┌─ 引用文

アフリカ某国から傭兵たちが撤退する冒頭と、意外な勢力が登場する結末が、著者が描きたかったことであり、また実現したかったことであるのは明白です。秘密裡にプラチナ採掘権の奪取を目論む大企業の陰謀は、誰がなぜクーデターを目論んだのかを明かすために必要な導入部分。しかし本書の大半を占めるのは、徹底してリアスティックなクーデター準備です。傭兵仲間への連絡、情勢分析と作戦立案、武器弾薬や船舶の調達と各国官庁との折衝。地道な作業を丹念に積み上げていく過程が、戦闘シーンよりも面白いなんて、当時はとっても斬新でした。 

 

そして物語の全てを支えていたのが、傭兵たちが抱いていたロマンであったというラストシーンには、本気で心を打たれたものです。キースがシャノンに言ったという「ほんとは金じゃないよ。金のために戦ったことなんか、一度だってないぜ」の言葉にはグッときてしまったものです。もちろんこれは著者自身の心意気であることは明白なのですが。本書を書き上げた著者が絶筆を宣言したことが頷ける、会心の作品ですね。もちろん絶筆は後に取り消されていますが。

└─

課題の指示
傭兵小説の書評について、「そして物語の全てを支えていた」から「は後に取り消されていますが。」までの部分を両端も含めて書き写し、その際「ロマン」を「信念」に差し替えてください。

┌─ 表示データ

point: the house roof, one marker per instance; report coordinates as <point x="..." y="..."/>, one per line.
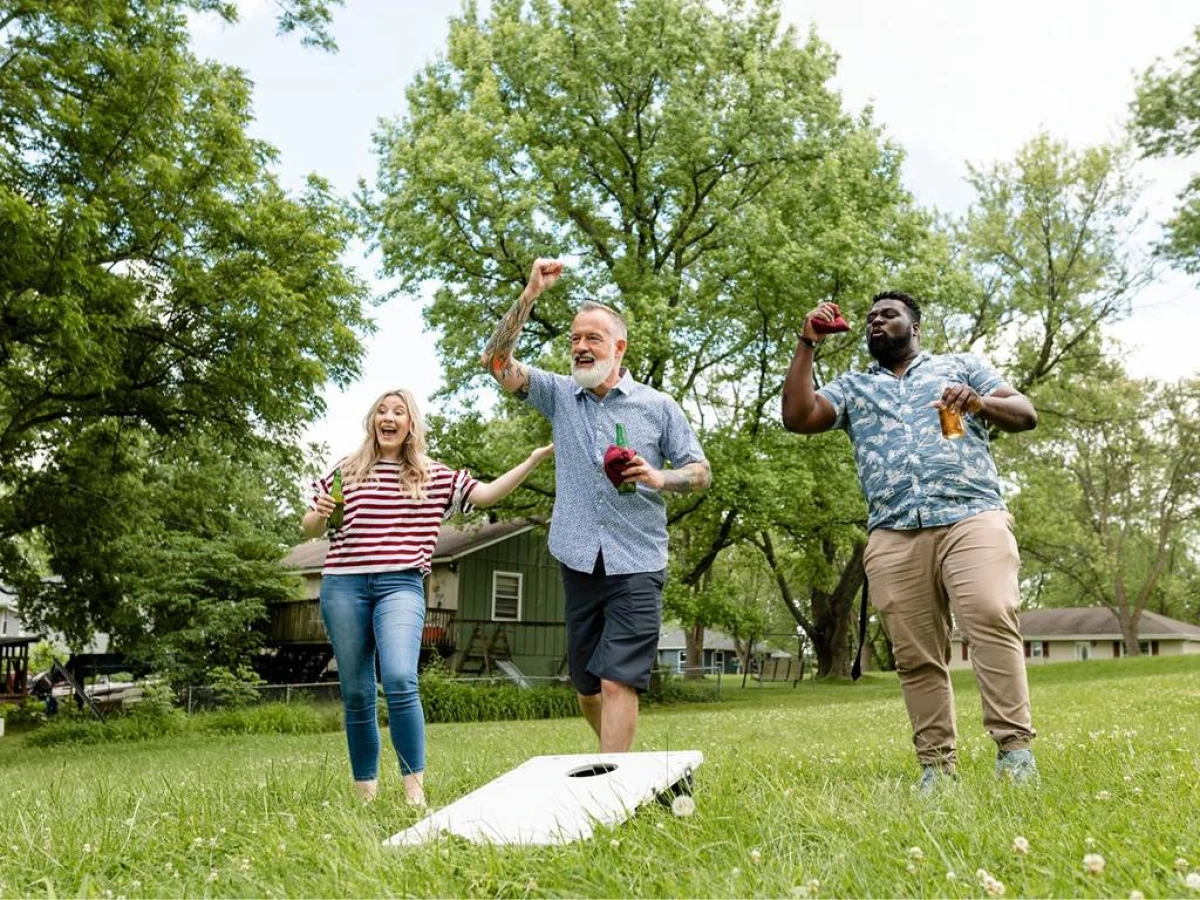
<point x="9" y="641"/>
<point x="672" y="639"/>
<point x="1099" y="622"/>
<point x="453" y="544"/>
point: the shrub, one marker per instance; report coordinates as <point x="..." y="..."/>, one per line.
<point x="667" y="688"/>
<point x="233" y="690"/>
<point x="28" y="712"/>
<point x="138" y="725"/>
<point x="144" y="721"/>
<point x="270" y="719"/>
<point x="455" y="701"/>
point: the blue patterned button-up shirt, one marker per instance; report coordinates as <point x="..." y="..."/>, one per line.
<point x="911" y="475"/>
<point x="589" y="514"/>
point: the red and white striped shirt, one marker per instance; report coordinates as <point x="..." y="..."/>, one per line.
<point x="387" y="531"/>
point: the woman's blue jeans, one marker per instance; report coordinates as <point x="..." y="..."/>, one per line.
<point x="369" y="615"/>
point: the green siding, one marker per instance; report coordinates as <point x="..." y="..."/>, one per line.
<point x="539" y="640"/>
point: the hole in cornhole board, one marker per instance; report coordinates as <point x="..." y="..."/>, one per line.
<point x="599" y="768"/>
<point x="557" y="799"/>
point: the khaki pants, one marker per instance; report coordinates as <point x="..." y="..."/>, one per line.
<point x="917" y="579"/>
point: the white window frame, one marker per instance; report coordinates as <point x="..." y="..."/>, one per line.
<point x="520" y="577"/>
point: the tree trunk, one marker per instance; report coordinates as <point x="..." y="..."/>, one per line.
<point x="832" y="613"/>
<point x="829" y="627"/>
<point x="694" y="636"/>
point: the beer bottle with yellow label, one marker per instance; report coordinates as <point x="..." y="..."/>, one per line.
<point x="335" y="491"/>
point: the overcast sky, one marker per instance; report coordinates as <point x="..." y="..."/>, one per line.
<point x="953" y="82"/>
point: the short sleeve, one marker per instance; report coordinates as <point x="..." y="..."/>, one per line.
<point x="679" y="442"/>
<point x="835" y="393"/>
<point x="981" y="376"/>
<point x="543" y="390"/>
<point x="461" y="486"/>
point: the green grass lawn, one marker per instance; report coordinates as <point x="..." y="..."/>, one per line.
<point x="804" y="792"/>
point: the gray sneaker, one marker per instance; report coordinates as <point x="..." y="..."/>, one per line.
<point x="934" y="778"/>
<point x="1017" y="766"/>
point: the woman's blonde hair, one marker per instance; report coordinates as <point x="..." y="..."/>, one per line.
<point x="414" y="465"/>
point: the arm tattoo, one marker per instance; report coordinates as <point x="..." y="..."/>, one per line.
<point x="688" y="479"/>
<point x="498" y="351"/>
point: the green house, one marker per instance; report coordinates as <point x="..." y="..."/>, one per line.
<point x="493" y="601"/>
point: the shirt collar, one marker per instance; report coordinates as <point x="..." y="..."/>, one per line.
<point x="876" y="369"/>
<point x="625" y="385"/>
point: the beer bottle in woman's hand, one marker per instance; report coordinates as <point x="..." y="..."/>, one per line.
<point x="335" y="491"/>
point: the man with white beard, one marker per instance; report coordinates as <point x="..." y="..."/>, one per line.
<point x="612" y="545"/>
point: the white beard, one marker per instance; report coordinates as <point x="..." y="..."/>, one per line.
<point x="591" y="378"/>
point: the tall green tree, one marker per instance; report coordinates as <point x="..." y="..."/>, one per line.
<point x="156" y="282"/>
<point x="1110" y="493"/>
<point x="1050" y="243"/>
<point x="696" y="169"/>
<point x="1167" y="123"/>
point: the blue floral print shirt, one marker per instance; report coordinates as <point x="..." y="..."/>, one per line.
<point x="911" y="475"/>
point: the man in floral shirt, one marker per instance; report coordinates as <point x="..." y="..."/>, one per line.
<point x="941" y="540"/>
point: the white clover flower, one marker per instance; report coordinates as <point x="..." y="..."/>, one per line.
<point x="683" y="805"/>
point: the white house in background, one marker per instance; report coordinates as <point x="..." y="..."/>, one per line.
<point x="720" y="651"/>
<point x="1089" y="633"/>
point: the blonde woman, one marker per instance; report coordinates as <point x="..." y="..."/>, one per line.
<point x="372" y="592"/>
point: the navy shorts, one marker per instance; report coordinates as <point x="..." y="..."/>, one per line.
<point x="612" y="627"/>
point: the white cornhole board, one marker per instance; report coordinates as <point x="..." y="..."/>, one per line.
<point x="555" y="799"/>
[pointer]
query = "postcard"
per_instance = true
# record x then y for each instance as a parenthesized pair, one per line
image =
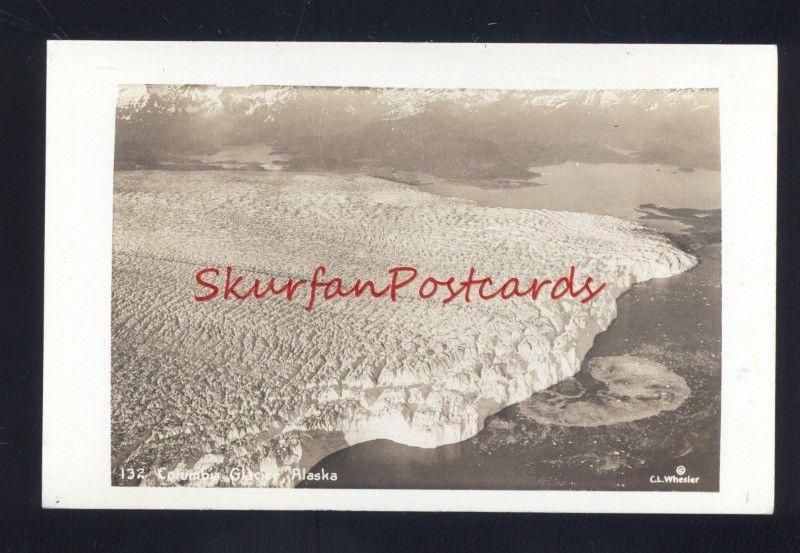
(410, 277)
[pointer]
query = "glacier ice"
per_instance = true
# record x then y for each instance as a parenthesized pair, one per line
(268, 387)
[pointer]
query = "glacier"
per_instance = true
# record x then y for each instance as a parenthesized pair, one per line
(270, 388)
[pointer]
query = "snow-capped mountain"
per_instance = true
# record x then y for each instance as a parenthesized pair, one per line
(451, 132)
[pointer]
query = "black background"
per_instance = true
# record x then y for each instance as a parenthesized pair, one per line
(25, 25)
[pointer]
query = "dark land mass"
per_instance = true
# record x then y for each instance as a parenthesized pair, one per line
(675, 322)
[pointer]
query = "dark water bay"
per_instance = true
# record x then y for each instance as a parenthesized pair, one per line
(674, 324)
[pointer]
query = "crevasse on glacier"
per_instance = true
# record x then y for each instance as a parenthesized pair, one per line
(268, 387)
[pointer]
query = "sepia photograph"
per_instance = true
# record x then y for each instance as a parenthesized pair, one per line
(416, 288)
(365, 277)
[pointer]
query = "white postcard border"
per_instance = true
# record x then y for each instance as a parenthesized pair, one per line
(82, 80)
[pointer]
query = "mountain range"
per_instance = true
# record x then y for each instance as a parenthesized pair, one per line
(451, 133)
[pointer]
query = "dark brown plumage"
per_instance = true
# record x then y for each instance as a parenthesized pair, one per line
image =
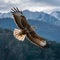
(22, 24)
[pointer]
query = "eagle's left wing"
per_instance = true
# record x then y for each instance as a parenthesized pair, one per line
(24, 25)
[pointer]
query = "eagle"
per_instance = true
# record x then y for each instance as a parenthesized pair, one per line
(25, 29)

└─
┌─ 表示データ

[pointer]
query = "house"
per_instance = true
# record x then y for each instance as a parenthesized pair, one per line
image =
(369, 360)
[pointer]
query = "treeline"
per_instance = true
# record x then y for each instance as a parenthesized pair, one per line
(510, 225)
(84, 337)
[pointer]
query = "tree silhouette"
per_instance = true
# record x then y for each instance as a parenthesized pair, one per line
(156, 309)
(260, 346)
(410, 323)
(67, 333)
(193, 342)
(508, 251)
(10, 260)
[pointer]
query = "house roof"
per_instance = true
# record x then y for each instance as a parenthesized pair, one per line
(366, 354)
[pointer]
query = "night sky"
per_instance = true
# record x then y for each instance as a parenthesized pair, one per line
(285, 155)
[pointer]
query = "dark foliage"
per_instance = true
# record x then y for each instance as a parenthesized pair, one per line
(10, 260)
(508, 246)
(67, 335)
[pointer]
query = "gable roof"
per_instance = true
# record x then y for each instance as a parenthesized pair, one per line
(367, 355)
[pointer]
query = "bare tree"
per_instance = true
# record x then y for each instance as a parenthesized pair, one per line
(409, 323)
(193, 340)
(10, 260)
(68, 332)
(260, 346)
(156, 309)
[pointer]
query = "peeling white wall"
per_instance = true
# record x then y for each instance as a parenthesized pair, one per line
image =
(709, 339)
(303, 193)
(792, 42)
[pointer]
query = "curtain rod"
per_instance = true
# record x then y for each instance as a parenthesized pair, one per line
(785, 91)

└─
┌─ 表示データ

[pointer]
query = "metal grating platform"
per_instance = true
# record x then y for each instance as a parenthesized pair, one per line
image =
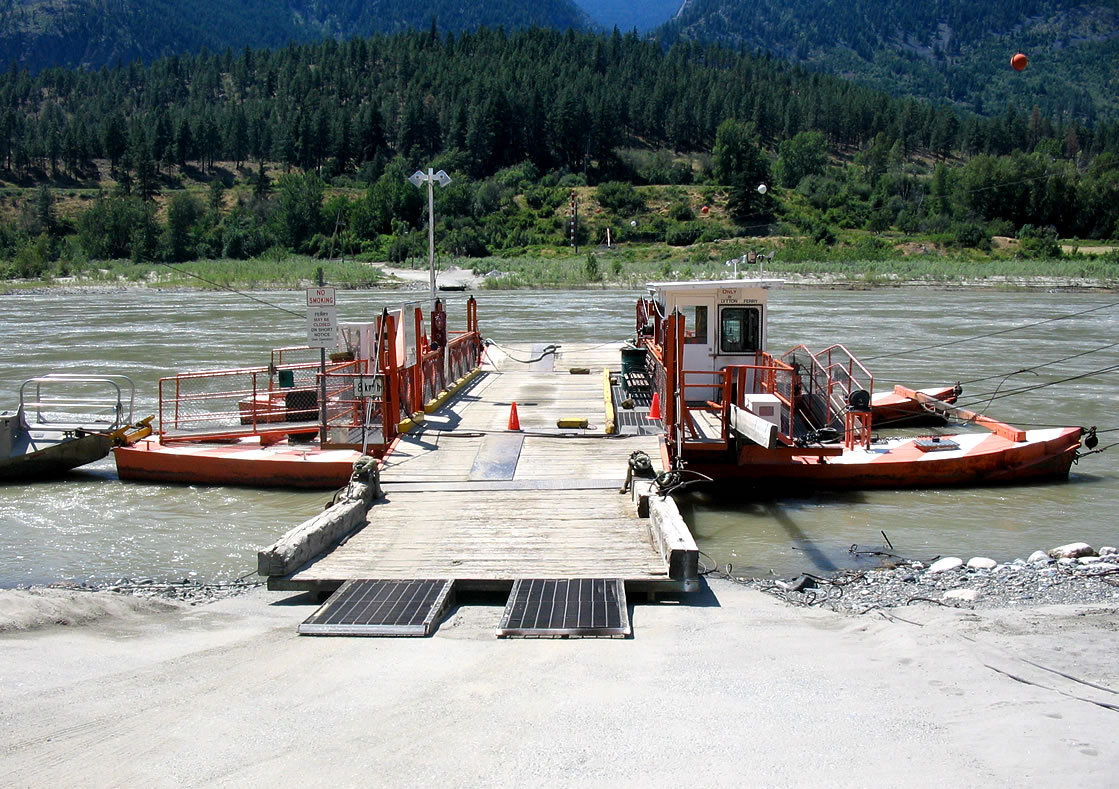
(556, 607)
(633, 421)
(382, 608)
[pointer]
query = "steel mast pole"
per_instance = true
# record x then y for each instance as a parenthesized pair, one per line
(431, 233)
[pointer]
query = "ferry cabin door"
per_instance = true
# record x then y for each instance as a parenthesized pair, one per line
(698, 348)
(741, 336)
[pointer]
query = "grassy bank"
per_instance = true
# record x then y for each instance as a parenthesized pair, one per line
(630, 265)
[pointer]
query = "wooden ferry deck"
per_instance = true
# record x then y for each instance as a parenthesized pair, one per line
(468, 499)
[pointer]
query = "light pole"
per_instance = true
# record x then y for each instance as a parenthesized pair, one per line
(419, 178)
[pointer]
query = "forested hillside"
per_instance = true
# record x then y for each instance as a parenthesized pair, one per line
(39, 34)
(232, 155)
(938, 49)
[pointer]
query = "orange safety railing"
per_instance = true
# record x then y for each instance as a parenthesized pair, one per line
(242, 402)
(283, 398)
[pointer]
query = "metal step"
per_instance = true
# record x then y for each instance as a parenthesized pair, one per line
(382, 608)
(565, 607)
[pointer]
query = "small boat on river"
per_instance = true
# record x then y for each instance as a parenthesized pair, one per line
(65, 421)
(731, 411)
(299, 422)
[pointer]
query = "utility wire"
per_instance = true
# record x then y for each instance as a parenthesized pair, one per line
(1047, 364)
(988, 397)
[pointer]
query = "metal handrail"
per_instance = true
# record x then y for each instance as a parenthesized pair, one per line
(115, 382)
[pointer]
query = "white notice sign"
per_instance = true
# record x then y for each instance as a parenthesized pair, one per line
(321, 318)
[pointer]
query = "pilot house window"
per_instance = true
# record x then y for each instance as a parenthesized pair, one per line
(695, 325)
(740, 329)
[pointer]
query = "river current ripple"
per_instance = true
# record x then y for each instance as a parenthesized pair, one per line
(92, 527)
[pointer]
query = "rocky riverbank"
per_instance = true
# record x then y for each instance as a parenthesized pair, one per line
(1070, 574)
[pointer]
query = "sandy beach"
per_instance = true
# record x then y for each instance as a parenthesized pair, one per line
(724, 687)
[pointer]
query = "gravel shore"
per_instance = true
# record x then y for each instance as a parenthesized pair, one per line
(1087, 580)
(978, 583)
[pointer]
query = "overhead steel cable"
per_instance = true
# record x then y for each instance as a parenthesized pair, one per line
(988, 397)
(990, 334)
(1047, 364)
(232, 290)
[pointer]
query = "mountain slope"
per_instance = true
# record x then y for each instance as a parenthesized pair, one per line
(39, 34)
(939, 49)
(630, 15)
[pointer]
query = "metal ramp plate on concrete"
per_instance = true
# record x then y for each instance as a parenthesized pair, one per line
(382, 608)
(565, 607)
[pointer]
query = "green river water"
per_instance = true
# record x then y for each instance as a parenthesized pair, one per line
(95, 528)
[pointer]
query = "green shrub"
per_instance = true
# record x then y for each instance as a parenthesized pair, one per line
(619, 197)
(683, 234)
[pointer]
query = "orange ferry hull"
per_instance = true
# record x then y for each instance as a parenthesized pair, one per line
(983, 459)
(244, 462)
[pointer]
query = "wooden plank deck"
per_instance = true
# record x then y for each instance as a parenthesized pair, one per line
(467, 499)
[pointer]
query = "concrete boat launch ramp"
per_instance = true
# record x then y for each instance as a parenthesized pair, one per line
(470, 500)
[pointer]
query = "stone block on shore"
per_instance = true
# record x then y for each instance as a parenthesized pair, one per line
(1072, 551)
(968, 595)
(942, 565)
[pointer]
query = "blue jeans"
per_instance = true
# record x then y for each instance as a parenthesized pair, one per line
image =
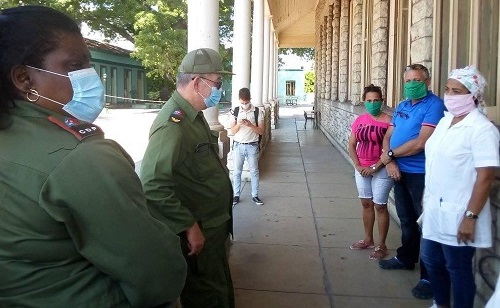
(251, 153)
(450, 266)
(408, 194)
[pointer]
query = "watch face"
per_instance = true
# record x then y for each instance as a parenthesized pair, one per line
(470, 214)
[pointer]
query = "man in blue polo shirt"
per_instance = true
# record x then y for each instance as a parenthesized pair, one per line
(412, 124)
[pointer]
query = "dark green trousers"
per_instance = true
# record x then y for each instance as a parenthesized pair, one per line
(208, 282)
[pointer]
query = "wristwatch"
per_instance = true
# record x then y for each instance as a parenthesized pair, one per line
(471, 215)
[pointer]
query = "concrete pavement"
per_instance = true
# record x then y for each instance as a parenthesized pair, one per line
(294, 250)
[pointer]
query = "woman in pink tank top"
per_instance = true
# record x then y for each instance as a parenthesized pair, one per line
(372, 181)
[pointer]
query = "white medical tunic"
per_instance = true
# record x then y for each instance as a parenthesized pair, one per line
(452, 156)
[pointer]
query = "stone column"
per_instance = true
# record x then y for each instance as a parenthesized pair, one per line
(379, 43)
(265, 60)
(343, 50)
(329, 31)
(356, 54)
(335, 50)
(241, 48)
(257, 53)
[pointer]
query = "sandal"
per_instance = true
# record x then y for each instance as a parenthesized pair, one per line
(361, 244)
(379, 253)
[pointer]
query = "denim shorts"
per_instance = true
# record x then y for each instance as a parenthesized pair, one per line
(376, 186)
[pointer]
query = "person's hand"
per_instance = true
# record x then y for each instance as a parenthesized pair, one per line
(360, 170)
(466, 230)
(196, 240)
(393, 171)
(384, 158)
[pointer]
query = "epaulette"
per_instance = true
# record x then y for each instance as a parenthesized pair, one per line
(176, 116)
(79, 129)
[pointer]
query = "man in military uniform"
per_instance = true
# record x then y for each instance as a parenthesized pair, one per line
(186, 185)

└─

結果
そして物語の全てを支えていたのが、傭兵たちが抱いていた信念であったというラストシーンには、本気で心を打たれたものです。キースがシャノンに言ったという「ほんとは金じゃないよ。金のために戦ったことなんか、一度だってないぜ」の言葉にはグッときてしまったものです。もちろんこれは著者自身の心意気であることは明白なのですが。本書を書き上げた著者が絶筆を宣言したことが頷ける、会心の作品ですね。もちろん絶筆は後に取り消されていますが。